REQUIREMENT: Below are lines of data; restate word for word those running from the line containing "of the football" to the line containing "the stadium facade.", inclusive, and no others.

Source records:
□ □ □ □ □

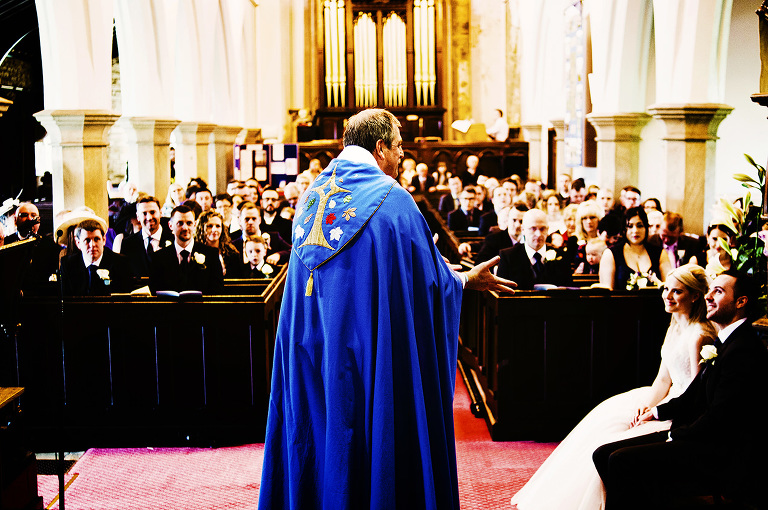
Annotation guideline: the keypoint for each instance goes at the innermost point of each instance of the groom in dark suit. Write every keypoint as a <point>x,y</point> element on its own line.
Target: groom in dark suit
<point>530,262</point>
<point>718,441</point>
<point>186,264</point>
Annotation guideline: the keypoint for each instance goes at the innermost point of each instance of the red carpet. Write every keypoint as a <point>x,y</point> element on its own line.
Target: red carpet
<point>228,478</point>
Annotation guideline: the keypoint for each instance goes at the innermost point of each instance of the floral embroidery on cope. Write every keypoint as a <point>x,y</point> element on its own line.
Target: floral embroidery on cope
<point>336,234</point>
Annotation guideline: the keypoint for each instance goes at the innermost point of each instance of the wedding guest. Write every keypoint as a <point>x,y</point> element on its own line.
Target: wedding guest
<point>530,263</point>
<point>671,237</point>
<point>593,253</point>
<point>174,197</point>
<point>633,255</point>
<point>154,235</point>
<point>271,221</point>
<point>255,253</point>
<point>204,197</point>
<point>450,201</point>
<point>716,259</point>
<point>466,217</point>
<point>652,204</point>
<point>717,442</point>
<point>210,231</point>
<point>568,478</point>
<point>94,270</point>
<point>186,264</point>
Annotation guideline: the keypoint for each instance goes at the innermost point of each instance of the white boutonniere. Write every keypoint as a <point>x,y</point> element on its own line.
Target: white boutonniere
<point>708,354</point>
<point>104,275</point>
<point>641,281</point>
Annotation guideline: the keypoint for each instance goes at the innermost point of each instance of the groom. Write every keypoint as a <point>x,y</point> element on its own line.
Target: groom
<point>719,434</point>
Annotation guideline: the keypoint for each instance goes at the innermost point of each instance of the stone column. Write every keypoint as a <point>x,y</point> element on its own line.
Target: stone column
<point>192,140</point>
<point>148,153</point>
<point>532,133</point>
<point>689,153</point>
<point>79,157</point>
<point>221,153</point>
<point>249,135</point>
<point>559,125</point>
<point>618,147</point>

□ □ □ □ □

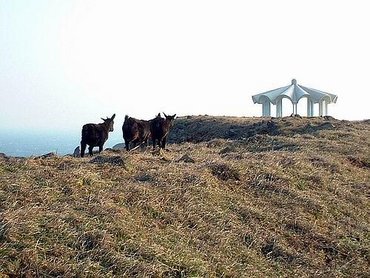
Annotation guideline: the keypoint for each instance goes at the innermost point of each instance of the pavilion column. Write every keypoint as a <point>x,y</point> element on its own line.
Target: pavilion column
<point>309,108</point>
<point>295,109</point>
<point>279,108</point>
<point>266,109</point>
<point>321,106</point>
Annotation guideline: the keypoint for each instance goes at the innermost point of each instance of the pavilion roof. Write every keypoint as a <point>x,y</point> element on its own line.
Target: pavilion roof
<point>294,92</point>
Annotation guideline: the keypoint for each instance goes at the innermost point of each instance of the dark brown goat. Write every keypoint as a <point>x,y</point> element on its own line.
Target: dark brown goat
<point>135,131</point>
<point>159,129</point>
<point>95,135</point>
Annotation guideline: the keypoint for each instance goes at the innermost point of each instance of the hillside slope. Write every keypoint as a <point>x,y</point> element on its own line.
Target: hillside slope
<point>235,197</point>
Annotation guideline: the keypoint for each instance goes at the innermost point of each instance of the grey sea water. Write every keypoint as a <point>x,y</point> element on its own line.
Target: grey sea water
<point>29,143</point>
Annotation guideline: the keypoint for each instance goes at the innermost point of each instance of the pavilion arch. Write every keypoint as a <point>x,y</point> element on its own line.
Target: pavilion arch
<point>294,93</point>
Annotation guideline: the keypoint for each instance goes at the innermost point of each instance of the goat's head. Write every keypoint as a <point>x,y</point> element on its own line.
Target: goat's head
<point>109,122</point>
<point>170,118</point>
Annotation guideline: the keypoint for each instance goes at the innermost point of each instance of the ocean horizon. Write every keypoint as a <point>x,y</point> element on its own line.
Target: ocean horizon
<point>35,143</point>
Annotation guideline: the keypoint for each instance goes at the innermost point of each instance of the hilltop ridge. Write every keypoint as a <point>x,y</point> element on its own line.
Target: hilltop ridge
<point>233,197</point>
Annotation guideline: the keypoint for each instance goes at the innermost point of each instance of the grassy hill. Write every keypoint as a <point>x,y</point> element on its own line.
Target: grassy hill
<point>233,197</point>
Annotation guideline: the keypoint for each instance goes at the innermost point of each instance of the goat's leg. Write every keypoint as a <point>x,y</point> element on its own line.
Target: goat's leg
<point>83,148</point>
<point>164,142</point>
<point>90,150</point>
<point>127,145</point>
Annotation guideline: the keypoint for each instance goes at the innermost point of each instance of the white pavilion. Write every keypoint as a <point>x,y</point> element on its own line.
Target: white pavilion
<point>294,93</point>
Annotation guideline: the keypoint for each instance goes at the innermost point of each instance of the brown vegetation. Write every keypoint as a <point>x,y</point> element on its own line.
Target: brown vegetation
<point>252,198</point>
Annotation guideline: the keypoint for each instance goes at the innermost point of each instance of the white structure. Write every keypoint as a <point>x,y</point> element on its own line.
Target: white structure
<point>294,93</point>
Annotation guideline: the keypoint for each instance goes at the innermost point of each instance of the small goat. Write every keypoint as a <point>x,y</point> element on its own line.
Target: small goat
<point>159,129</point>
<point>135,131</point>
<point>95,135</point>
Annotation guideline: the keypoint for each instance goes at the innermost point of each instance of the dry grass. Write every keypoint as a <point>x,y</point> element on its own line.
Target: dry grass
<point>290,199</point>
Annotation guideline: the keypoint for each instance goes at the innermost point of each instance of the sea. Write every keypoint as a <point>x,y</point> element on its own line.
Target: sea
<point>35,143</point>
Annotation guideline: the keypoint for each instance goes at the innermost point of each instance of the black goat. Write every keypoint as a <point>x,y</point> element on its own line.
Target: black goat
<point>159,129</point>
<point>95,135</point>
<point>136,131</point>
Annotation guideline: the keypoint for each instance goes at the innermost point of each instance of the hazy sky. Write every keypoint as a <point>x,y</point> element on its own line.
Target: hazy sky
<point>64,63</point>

□ □ □ □ □

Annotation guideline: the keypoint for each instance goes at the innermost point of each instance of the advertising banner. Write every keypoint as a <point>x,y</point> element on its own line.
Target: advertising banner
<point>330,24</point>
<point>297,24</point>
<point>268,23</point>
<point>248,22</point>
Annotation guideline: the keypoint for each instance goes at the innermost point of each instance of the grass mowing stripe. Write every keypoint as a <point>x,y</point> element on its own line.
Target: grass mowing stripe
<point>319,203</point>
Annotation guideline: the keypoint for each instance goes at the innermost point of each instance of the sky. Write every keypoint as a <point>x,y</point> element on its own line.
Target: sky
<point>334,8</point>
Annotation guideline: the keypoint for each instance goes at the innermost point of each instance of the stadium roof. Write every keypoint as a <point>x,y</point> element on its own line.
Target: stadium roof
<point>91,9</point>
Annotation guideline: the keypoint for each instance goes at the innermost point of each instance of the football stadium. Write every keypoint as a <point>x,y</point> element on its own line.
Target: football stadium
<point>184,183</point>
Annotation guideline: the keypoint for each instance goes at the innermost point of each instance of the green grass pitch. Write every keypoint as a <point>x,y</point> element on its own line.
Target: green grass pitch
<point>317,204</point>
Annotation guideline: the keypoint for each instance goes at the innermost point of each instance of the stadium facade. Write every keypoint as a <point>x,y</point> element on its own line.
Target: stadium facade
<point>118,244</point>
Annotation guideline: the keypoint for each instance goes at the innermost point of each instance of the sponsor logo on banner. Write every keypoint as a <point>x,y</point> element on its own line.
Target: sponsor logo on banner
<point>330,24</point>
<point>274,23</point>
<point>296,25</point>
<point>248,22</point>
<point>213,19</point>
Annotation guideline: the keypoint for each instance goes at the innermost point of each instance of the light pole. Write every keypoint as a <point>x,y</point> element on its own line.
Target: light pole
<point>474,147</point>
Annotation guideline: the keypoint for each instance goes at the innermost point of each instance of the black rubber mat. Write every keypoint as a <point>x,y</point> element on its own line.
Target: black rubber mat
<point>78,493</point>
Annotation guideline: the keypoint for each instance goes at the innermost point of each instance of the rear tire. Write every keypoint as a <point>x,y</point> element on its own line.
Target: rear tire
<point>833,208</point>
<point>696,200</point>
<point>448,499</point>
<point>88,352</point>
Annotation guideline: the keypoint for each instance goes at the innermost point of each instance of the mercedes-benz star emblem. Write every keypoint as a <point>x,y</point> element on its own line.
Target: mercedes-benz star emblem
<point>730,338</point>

□ □ □ □ □

OUTPUT:
Annotation guideline: the keypoint for each instance goes at the innermost point of each instance of the football stadium. Write every keypoint as a <point>x,y</point> element on its own line.
Target: football stadium
<point>184,183</point>
Annotation guideline: the keypoint for each instance goes at the innermost point of each instance of the green grass pitch. Write every keypoint as a <point>x,y</point> element on its own line.
Target: green grass pitch
<point>317,204</point>
Annotation guideline: the keypoint for each instance goes at the innermost point of each instance of the stadium facade. Write every keypoint as a <point>x,y</point> element on its own line.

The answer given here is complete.